━━━ STORED DATA ━━━

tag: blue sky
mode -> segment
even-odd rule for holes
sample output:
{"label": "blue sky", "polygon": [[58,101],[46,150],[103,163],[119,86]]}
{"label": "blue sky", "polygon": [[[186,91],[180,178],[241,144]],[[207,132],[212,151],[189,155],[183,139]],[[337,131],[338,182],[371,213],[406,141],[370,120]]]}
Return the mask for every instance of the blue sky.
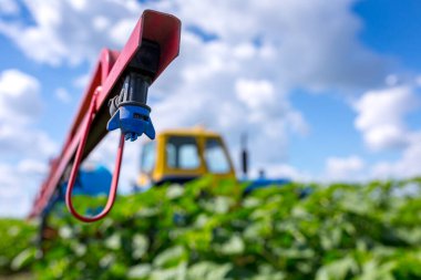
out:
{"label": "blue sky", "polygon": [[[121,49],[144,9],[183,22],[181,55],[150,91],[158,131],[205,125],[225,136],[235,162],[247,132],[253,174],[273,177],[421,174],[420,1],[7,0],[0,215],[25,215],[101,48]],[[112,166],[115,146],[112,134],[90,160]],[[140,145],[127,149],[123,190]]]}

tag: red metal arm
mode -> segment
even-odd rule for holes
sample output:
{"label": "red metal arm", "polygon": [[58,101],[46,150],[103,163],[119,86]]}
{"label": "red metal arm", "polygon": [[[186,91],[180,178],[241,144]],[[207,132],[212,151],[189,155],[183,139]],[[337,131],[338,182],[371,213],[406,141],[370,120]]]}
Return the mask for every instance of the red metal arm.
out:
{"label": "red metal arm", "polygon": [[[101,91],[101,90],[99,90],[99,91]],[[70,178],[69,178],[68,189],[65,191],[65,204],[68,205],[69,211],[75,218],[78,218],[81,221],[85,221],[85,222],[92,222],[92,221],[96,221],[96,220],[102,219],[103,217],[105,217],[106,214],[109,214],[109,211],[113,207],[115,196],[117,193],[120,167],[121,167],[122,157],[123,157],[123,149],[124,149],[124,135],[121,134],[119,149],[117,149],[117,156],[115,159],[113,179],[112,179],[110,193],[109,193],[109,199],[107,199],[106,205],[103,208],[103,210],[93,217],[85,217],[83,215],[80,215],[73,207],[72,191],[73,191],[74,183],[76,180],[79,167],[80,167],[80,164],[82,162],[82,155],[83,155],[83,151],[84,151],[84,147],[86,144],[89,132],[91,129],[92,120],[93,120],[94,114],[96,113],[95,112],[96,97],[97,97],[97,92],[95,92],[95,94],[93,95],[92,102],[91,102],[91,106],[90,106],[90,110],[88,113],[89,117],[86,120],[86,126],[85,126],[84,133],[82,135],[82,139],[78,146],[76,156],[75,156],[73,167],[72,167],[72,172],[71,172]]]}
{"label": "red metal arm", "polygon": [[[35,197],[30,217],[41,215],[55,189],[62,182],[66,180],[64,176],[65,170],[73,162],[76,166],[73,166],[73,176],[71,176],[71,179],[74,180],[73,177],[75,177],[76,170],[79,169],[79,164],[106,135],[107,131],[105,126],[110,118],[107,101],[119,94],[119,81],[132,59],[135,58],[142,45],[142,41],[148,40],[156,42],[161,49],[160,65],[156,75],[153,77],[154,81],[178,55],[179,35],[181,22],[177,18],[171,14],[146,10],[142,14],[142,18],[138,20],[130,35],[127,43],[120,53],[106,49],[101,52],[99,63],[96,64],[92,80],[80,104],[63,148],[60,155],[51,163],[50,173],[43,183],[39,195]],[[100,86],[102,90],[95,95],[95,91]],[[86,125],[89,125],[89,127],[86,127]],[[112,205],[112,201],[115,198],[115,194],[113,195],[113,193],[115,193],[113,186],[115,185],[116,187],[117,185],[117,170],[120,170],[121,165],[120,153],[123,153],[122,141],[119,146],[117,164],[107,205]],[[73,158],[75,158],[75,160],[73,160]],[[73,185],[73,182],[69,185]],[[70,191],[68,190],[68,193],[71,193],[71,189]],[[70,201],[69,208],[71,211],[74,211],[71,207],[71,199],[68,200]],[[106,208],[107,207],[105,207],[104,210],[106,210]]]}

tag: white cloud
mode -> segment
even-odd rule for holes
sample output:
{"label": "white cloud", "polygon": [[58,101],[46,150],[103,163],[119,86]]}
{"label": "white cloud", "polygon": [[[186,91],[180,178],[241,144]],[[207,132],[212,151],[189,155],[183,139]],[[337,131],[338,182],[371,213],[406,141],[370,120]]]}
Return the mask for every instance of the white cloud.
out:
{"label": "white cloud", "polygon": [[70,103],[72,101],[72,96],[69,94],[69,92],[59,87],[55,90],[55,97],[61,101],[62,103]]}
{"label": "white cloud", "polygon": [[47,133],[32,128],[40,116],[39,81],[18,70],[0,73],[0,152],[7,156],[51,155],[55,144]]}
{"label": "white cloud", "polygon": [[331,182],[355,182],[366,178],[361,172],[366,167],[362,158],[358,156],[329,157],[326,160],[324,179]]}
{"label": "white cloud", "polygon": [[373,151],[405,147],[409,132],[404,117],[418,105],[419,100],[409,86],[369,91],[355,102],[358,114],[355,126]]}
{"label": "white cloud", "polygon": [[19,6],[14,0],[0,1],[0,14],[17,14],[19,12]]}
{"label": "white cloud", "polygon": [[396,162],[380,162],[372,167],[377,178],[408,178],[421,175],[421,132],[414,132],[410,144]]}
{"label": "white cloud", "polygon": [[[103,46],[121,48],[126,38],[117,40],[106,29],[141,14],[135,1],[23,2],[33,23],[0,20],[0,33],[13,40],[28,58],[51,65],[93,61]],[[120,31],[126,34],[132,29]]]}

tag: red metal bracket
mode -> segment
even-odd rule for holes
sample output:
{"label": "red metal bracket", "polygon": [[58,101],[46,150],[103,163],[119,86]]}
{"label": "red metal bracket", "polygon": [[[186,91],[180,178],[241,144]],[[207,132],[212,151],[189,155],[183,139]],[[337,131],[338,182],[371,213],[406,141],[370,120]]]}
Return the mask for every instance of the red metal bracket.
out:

━━━

PROBLEM DETAILS:
Reproduce all of the data above line for line, without changing anything, and omit the pictures from your copy.

CORRECT RESULT:
tag: blue sky
mode -> segment
even-odd rule for holes
sample output:
{"label": "blue sky", "polygon": [[58,101],[46,150],[103,163],[119,86]]}
{"label": "blue sky", "polygon": [[[186,91],[180,178],[241,144]],[[207,132],[212,151],[189,155],[183,139]],[[337,131],[338,182],[371,213],[406,141],[370,120]]]}
Return the mask for every instance of the blue sky.
out:
{"label": "blue sky", "polygon": [[[121,49],[144,9],[183,22],[181,55],[150,91],[158,131],[205,125],[225,136],[235,162],[247,132],[253,174],[273,177],[421,174],[420,1],[7,0],[0,215],[25,215],[101,48]],[[112,166],[115,146],[112,134],[90,160]],[[140,145],[127,149],[123,190]]]}

tag: red metal arm
mode -> segment
even-odd rule for holes
sample output:
{"label": "red metal arm", "polygon": [[58,101],[46,150],[103,163],[119,86]]}
{"label": "red metal arm", "polygon": [[[186,91],[180,178],[241,144]],[[207,132],[212,151],[189,155],[183,139]],[[337,131],[338,182],[371,213],[406,141],[370,120]]]}
Return the mask for every instance of the red metal arm.
out:
{"label": "red metal arm", "polygon": [[[101,91],[101,90],[99,90],[99,91]],[[70,178],[69,178],[68,189],[65,191],[65,204],[68,205],[69,211],[75,218],[78,218],[81,221],[85,221],[85,222],[92,222],[92,221],[96,221],[96,220],[102,219],[103,217],[105,217],[106,214],[109,214],[109,211],[113,207],[115,196],[117,193],[120,167],[121,167],[122,157],[123,157],[123,149],[124,149],[124,135],[121,134],[119,149],[117,149],[117,156],[115,159],[113,179],[112,179],[110,193],[109,193],[109,199],[107,199],[106,205],[103,208],[103,210],[93,217],[85,217],[83,215],[80,215],[73,207],[72,191],[73,191],[74,183],[76,180],[79,167],[80,167],[80,164],[82,162],[82,155],[83,155],[83,151],[84,151],[84,147],[86,144],[89,132],[91,129],[92,120],[93,120],[94,114],[96,113],[95,112],[96,97],[97,97],[97,92],[95,92],[95,94],[93,95],[92,102],[91,102],[91,106],[90,106],[90,110],[88,113],[89,117],[86,120],[86,126],[85,126],[84,133],[82,135],[82,139],[78,146],[76,156],[75,156],[73,167],[72,167],[72,172],[71,172]]]}
{"label": "red metal arm", "polygon": [[[35,197],[30,217],[41,215],[55,189],[62,182],[66,180],[64,176],[65,170],[73,162],[76,166],[73,166],[73,176],[71,176],[71,179],[74,180],[73,177],[75,177],[76,170],[79,169],[79,164],[106,135],[107,131],[105,126],[110,118],[107,101],[119,94],[119,81],[132,59],[135,58],[142,45],[142,41],[148,40],[156,42],[161,49],[160,65],[156,75],[153,77],[154,81],[178,55],[179,35],[181,22],[177,18],[171,14],[146,10],[142,14],[142,18],[138,20],[130,35],[127,43],[120,53],[106,49],[101,52],[99,63],[96,64],[92,80],[80,104],[63,148],[60,155],[51,163],[50,173],[43,183],[39,195]],[[100,86],[102,90],[95,95],[95,91]],[[86,125],[89,125],[89,127],[86,127]],[[112,205],[112,201],[115,198],[115,194],[113,195],[113,193],[115,193],[113,186],[115,185],[116,187],[117,185],[117,170],[120,170],[121,165],[120,153],[123,153],[122,141],[119,146],[117,164],[107,205]],[[73,158],[75,158],[75,160],[73,160]],[[73,185],[73,182],[69,185]],[[70,191],[68,190],[68,193],[71,193],[71,189]],[[70,201],[69,208],[71,211],[74,211],[71,207],[71,199],[68,200]],[[106,208],[107,207],[105,207],[104,210],[106,210]]]}

tag: white cloud
mode -> segment
even-odd rule for holes
sample output:
{"label": "white cloud", "polygon": [[58,101],[46,150],[103,163],[119,86]]}
{"label": "white cloud", "polygon": [[[186,91],[180,178],[241,144]],[[207,132],[212,151],[189,155],[183,139]],[[337,131],[338,182],[371,213],[406,141],[370,120]]]}
Return the mask for every instance of the white cloud.
out:
{"label": "white cloud", "polygon": [[70,103],[72,101],[72,96],[69,94],[69,92],[59,87],[55,90],[55,97],[61,101],[62,103]]}
{"label": "white cloud", "polygon": [[47,133],[32,128],[40,116],[39,81],[18,70],[0,73],[0,152],[7,156],[51,155],[55,144]]}
{"label": "white cloud", "polygon": [[331,182],[355,182],[366,178],[361,172],[366,167],[362,158],[358,156],[329,157],[326,160],[324,179]]}
{"label": "white cloud", "polygon": [[373,151],[405,147],[409,132],[404,117],[418,105],[419,100],[409,86],[369,91],[355,102],[358,114],[355,126]]}
{"label": "white cloud", "polygon": [[19,6],[14,0],[0,1],[0,14],[17,14],[19,12]]}
{"label": "white cloud", "polygon": [[396,162],[380,162],[372,167],[377,178],[408,178],[421,175],[421,132],[414,132],[410,144]]}
{"label": "white cloud", "polygon": [[[103,46],[121,48],[126,38],[117,40],[106,29],[141,14],[135,1],[23,2],[33,23],[0,20],[0,33],[13,40],[28,58],[51,65],[93,61]],[[120,31],[126,34],[132,29]]]}

tag: red metal bracket
mode -> segment
even-odd rule for holes
sample output:
{"label": "red metal bracket", "polygon": [[58,101],[46,150],[103,163],[119,86]]}
{"label": "red metal bracket", "polygon": [[[186,91],[180,178],[241,144]],[[207,132],[212,151],[189,155],[183,139]],[[337,131],[338,182],[371,213],[406,141],[370,120]]]}
Return the mask for every instance of the red metal bracket.
out:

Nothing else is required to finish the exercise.